Given records Block Start

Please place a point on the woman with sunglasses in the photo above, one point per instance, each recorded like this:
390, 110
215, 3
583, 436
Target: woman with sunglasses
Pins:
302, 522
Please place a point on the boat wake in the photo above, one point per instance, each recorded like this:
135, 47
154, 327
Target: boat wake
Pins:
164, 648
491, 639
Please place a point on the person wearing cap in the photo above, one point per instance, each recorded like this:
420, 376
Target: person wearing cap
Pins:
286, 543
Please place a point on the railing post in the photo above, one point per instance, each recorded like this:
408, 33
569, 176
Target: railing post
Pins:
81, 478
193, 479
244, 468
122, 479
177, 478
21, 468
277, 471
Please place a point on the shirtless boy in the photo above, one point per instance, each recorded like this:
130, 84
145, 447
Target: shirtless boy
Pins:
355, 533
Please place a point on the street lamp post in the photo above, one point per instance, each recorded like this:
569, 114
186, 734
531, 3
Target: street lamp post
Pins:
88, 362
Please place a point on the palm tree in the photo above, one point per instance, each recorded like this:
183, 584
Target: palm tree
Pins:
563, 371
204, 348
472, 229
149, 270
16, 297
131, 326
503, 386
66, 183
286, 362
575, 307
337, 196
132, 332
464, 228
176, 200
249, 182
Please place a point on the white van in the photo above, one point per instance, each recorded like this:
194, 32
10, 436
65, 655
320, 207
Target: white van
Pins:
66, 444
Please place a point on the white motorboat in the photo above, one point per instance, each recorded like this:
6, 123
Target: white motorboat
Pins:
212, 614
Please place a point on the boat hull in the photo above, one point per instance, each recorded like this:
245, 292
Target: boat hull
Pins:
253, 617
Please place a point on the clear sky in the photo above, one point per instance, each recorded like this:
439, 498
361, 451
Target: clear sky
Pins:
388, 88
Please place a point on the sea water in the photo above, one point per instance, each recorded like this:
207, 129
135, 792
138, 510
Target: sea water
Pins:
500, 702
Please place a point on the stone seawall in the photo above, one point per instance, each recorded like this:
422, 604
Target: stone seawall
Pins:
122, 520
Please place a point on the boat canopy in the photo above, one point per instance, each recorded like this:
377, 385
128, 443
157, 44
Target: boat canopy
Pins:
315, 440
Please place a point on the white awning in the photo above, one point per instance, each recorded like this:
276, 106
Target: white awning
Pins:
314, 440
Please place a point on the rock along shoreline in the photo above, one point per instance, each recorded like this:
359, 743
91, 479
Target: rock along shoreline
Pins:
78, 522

Given records Block End
Given records Block Start

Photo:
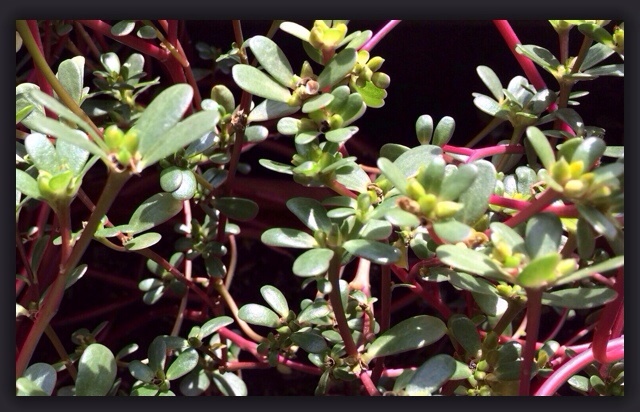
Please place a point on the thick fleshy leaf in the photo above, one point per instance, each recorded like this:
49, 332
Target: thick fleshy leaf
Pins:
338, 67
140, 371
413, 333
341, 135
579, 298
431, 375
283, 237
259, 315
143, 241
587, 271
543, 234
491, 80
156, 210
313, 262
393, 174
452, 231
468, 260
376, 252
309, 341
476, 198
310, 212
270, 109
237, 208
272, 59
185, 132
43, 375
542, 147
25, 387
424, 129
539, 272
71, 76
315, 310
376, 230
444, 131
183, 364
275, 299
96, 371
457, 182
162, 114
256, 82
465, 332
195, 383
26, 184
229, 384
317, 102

Given records Block End

◆ What you need to do: Look above for lines with the word "canopy" and copy them all.

◆ Solution below:
Please place a point on the boat canopy in the photo above, one point per instance, each recorded like this:
Target: boat canopy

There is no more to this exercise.